» **TEXT EXCERPT**:
The Wood Pit disaster was a mining accident on 7 June 1878, when an underground gas explosion occurred at the Wood Pit, in Haydock, then in the historic county of Lancashire, in North West England. The official death toll was 189 although contemporary reports at first stated that over 200 had been killed.

==Background==
The Wood Pit was one of at least 20 collieries in the area operated by the mining company Haydock Collieries. It consisted of the Ravenhead mine and the Florida mine which were linked by a tunnel. (Note: In this part of Lancashire a coal seam is referred to as a mine and the coal mine as a colliery or pit.) The pit had been sunk in 1866. There had been at least two previous major explosions in the area, claiming 26 lives in April 1869 and 58 in December of the same year. The pit had a chronic problem with firedamp and as a precaution, explosives were never used, with miners relying on picks to manually extract the coal. In addition, workers were equipped with specially designed safety lamps to prevent accidental ignition of gas.

Most of the mine workers were from Haydock although some came from the neighbouring towns of Ashton-in-Makerfield, Earlestown and Newton-le-Willows. Many of the "drawers", who carried the coal from the mine, were sub-contracted, meaning that their names did not appear on the company's list of employees.

==Explosion==
On the morning of Friday 7 June approximately 250 men were working in the pit, 18 in the Ravenhead mine and the rest in the Florida mine. The explosion occurred at 11 am in the Florida mine and was accompanied by a collapse of the coal face. The workers in the Ravenhead mine were successfully evacuated but in the Florida mine there were no initial reports of survivors. Large crowds gathered at the pit head as rescue workers searched the mine and recovered the bodies. The bodies that were brought to the surface were reported to be "shockingly mutilated" by the force of the explosion.

On 8 June the Chief Inspector of Mines Joseph Dickinson reported to the Home Secretary (R. A. Cross) that he had joined the "explorers" in the mine but that attempts to recover the bodies or locate survivors were being hampered by the continued presence of gas and the failure of the ventilation apparatus.

» **Image point grounding data**:
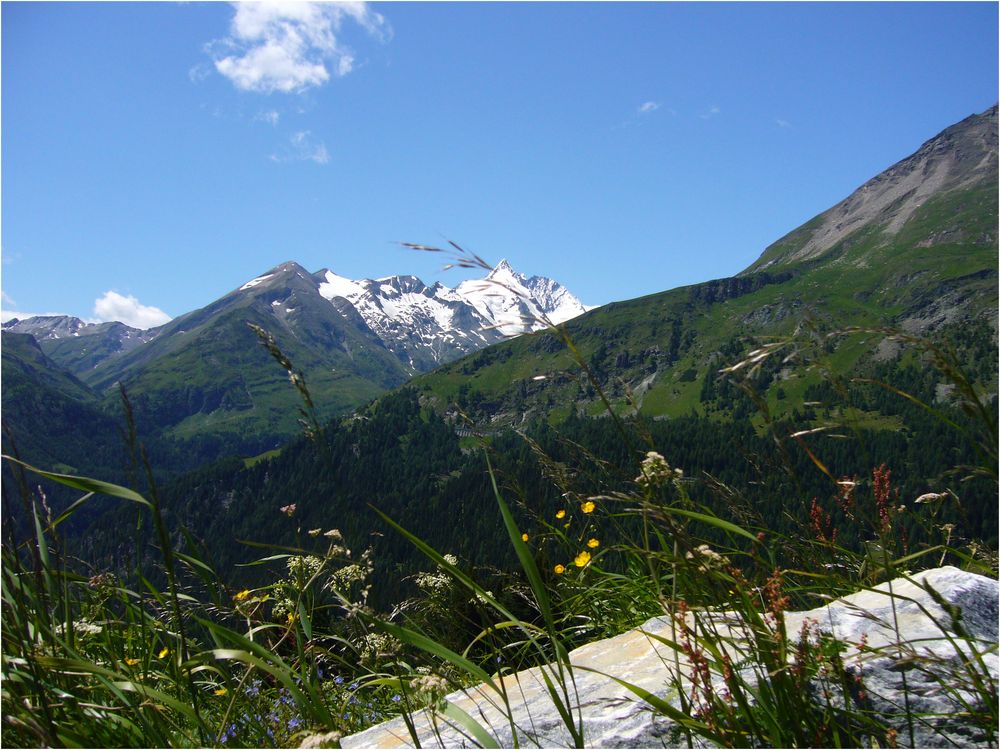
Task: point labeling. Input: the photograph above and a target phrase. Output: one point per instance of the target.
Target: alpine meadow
(342, 506)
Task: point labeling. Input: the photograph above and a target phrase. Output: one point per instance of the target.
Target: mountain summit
(960, 158)
(426, 326)
(204, 374)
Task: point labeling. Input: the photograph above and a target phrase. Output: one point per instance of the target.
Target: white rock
(612, 716)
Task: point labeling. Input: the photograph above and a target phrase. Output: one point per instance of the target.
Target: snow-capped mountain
(77, 345)
(428, 325)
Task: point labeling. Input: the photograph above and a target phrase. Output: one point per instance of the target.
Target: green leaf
(86, 484)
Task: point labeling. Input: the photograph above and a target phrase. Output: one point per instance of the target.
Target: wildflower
(656, 471)
(430, 689)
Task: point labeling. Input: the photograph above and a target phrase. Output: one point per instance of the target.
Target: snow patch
(254, 282)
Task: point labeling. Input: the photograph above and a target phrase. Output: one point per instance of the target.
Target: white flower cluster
(376, 646)
(439, 582)
(305, 566)
(656, 471)
(430, 690)
(706, 557)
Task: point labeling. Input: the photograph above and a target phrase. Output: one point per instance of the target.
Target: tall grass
(92, 660)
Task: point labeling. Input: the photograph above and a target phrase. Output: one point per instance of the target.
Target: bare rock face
(945, 619)
(962, 156)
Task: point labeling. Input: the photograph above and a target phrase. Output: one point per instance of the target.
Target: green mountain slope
(914, 248)
(207, 378)
(53, 418)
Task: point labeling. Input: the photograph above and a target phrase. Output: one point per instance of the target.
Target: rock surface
(928, 659)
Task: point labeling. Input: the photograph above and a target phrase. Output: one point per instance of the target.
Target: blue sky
(159, 155)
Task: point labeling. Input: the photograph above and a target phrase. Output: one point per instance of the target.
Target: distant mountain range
(913, 248)
(204, 376)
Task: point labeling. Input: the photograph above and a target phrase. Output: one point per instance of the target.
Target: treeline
(406, 461)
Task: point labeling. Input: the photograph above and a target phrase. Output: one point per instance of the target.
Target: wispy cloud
(287, 47)
(128, 310)
(303, 147)
(270, 116)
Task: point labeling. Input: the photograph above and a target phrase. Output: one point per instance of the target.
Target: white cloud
(128, 310)
(286, 46)
(270, 116)
(303, 147)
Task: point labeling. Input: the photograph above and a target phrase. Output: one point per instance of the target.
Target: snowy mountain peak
(425, 326)
(503, 268)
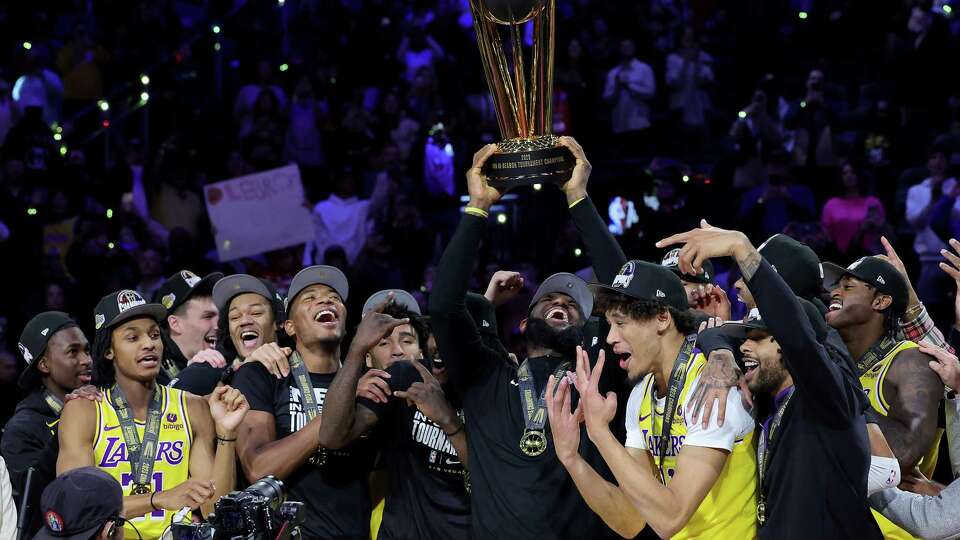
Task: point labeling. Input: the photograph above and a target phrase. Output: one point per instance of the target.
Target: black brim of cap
(154, 311)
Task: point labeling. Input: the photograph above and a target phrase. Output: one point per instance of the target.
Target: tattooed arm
(914, 392)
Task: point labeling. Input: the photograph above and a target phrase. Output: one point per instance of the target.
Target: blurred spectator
(9, 112)
(629, 89)
(689, 70)
(768, 208)
(844, 217)
(39, 87)
(79, 62)
(933, 286)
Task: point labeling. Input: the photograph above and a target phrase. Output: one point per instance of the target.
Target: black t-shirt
(427, 498)
(335, 495)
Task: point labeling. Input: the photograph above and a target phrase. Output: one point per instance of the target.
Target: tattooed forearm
(749, 262)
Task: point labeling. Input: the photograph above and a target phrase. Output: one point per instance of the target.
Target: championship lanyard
(53, 402)
(876, 353)
(678, 376)
(534, 440)
(764, 453)
(141, 456)
(301, 377)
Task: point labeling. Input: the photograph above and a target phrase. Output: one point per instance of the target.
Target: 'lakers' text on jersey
(172, 461)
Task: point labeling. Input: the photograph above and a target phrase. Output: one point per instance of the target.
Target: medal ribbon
(140, 456)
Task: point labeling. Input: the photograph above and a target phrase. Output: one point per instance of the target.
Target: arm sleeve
(635, 438)
(932, 518)
(457, 336)
(605, 252)
(813, 372)
(257, 385)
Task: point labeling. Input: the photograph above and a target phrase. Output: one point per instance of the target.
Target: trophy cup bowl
(529, 153)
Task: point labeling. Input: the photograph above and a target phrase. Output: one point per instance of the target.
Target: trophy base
(524, 162)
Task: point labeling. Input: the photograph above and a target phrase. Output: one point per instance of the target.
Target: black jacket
(816, 483)
(30, 440)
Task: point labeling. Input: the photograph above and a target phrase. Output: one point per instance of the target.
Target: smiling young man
(58, 361)
(867, 300)
(682, 479)
(190, 325)
(166, 448)
(250, 322)
(280, 435)
(421, 432)
(813, 455)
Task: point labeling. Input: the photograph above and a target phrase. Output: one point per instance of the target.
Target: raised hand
(482, 196)
(503, 287)
(208, 356)
(598, 410)
(564, 423)
(576, 187)
(428, 396)
(227, 407)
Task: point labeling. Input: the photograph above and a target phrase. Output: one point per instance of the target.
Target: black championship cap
(570, 285)
(875, 272)
(648, 281)
(671, 261)
(33, 342)
(182, 286)
(317, 275)
(236, 284)
(796, 263)
(400, 298)
(124, 305)
(77, 503)
(739, 330)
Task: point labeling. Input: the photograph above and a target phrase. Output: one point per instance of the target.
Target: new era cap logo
(128, 299)
(191, 278)
(625, 276)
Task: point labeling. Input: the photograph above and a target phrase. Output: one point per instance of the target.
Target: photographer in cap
(280, 435)
(806, 489)
(190, 325)
(423, 441)
(168, 449)
(82, 504)
(58, 361)
(250, 322)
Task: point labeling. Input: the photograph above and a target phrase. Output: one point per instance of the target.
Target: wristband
(458, 430)
(478, 212)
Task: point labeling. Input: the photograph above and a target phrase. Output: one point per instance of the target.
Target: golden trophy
(530, 153)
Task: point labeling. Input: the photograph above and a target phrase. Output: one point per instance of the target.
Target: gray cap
(317, 275)
(233, 285)
(570, 285)
(400, 298)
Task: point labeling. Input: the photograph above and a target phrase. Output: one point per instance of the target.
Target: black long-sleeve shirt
(816, 483)
(513, 495)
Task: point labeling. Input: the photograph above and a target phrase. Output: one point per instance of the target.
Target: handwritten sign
(259, 212)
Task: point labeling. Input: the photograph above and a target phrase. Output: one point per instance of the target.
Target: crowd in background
(835, 122)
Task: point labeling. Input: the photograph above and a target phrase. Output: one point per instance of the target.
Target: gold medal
(533, 443)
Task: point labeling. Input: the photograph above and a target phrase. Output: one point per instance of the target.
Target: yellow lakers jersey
(872, 381)
(729, 509)
(170, 468)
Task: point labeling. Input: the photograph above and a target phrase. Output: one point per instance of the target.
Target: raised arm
(605, 252)
(344, 420)
(457, 336)
(914, 392)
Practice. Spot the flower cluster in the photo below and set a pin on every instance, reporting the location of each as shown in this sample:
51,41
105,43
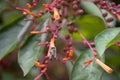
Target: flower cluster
59,10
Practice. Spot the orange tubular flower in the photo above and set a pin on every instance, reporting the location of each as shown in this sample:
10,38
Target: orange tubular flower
105,67
56,14
37,64
46,6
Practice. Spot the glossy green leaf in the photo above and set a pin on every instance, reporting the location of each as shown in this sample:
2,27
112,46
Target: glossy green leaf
9,18
104,38
107,76
30,52
91,8
8,39
92,72
89,26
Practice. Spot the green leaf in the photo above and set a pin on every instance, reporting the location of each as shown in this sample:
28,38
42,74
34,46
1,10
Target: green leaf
103,39
30,52
8,39
89,26
10,18
91,72
91,8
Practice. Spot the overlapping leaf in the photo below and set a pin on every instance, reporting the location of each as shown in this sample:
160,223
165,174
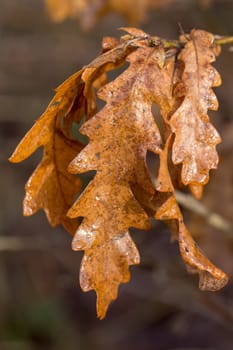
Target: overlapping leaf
89,11
120,135
122,193
51,187
195,137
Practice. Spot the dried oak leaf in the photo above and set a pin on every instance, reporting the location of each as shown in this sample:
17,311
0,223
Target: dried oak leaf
211,278
120,135
195,137
51,187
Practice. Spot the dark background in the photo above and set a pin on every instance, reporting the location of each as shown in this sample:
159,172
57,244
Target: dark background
41,304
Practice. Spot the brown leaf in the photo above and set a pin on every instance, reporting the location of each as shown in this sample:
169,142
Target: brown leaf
120,135
195,136
211,277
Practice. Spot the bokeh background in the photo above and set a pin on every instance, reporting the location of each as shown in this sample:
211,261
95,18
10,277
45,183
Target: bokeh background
41,303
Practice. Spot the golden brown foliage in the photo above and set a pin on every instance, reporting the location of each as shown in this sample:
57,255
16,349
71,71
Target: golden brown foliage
177,77
89,11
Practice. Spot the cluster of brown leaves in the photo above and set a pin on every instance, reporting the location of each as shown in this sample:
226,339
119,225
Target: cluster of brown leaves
89,11
178,78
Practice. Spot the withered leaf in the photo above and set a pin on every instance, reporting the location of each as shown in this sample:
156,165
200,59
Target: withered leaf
122,193
120,135
89,11
211,278
51,187
195,137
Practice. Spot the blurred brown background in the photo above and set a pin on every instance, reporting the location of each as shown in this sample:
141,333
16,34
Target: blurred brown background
41,304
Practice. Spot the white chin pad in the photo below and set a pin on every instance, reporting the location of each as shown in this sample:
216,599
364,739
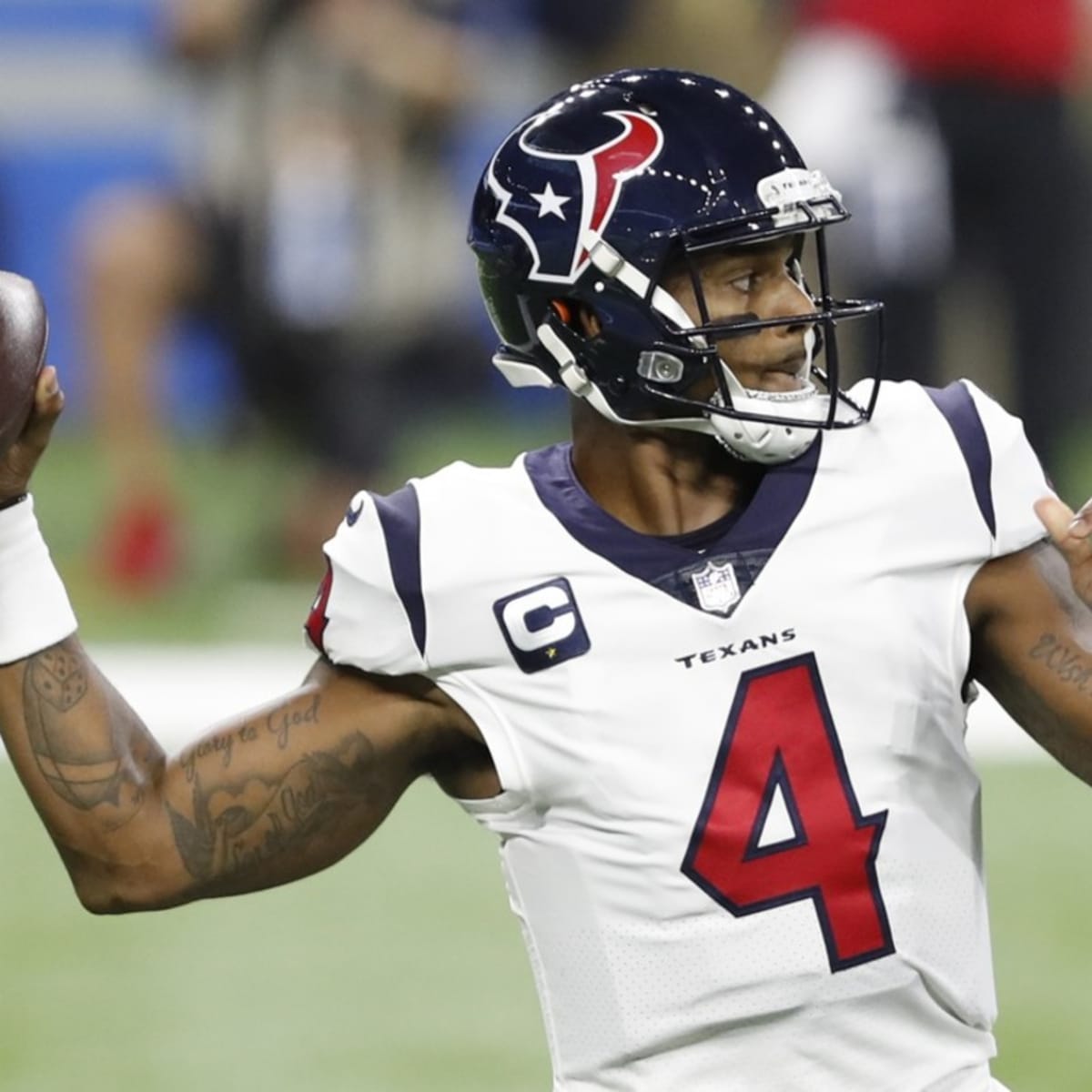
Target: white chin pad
763,441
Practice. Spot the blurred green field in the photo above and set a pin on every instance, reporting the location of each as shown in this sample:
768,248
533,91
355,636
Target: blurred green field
401,970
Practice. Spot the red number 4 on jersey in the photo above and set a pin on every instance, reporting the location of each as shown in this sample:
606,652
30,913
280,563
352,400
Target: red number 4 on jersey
781,740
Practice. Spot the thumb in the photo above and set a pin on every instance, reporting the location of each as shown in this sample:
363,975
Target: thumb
1068,532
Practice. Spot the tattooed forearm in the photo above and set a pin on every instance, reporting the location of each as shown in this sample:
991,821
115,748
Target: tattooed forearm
1067,662
91,749
238,827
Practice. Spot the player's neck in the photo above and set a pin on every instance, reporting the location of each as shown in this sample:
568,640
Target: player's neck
659,481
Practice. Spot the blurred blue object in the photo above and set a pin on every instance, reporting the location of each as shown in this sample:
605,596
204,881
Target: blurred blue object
82,107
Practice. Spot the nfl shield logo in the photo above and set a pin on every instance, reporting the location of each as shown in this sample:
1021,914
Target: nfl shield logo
716,587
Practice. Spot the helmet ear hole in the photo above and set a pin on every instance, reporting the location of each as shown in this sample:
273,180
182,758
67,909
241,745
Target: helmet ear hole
562,309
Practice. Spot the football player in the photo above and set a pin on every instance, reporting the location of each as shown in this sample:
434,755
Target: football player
704,671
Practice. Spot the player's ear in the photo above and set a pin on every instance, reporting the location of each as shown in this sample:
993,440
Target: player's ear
577,317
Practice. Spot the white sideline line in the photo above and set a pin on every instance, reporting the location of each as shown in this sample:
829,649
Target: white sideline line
181,691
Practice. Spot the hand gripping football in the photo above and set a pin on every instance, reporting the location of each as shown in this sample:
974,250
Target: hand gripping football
25,331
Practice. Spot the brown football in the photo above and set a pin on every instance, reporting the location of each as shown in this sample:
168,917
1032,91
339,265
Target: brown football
25,331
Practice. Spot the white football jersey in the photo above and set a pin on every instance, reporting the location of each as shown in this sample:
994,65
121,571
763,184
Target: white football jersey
738,824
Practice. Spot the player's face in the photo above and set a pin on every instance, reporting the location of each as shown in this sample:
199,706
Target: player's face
753,282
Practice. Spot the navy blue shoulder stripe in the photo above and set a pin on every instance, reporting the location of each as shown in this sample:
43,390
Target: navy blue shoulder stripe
956,403
399,519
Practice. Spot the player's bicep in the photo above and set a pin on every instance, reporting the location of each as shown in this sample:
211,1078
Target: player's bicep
292,787
1032,649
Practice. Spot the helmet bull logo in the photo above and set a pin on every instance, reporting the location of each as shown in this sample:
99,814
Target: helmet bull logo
574,195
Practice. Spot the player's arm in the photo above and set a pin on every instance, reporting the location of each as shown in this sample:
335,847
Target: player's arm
273,795
1031,622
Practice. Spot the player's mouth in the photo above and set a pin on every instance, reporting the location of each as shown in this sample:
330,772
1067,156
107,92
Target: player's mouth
786,375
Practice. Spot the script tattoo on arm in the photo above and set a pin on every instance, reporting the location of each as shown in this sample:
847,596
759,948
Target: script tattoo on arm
239,825
1065,661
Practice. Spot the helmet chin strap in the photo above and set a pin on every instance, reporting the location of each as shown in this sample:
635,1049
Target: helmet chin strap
578,383
751,440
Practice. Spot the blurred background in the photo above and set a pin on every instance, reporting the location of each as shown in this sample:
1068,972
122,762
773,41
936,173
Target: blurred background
247,219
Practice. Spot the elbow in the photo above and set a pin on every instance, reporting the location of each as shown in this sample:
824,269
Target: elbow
113,889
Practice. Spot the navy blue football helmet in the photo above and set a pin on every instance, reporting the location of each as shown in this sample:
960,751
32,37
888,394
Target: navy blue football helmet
591,199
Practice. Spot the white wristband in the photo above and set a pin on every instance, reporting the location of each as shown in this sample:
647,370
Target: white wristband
35,612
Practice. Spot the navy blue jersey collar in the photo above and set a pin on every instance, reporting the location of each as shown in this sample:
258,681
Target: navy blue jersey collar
747,539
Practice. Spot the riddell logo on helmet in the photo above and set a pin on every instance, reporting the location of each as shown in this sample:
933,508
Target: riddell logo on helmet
573,195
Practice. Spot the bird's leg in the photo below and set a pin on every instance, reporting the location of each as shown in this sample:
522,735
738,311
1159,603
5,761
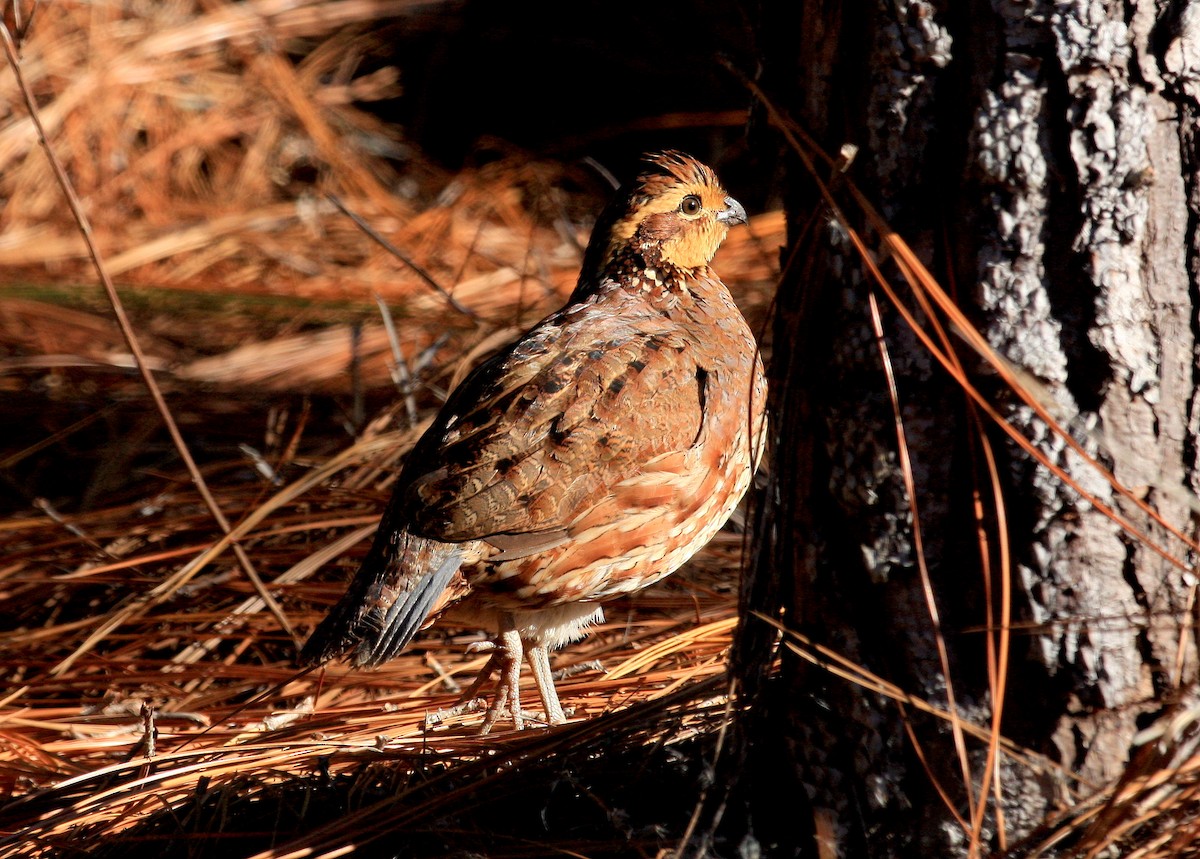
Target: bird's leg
508,688
539,662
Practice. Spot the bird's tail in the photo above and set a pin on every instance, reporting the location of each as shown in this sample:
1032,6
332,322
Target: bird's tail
388,600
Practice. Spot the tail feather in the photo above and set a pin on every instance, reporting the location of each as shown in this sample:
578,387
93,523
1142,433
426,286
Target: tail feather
387,601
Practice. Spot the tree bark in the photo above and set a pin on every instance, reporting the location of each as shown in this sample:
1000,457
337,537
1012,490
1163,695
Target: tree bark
1041,158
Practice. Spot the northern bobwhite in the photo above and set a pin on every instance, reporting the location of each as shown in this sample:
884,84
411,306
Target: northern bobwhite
589,458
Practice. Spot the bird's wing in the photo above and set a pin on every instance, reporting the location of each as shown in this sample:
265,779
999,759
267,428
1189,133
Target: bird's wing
541,433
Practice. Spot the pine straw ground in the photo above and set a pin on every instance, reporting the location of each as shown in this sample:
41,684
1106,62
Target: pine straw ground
149,706
149,703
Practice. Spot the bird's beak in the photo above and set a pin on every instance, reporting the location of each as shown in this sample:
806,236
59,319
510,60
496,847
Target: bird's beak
732,214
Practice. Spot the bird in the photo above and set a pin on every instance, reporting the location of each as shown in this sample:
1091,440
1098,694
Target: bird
587,460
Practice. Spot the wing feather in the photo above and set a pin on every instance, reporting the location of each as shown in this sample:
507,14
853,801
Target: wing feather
535,437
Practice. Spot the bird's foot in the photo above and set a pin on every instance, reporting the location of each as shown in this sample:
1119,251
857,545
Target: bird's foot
437,718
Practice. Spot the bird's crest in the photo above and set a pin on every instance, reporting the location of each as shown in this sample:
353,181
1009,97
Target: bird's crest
671,218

» **CHECK YOUR UNDERSTANDING**:
1) Please echo the Wood Pit disaster excerpt word for word, starting at "On 8 June the" and ending at "the ventilation apparatus.".
2) In the Wood Pit disaster excerpt, how many men were working in the Ravenhead mine on the morning of 7 June?
The listing is not used for anything here.

» **ACTIVITY ANSWERS**:
1)
On 8 June the Chief Inspector of Mines Joseph Dickinson reported to the Home Secretary (R. A. Cross) that he had joined the "explorers" in the mine but that attempts to recover the bodies or locate survivors were being hampered by the continued presence of gas and the failure of the ventilation apparatus.

2) 18 men.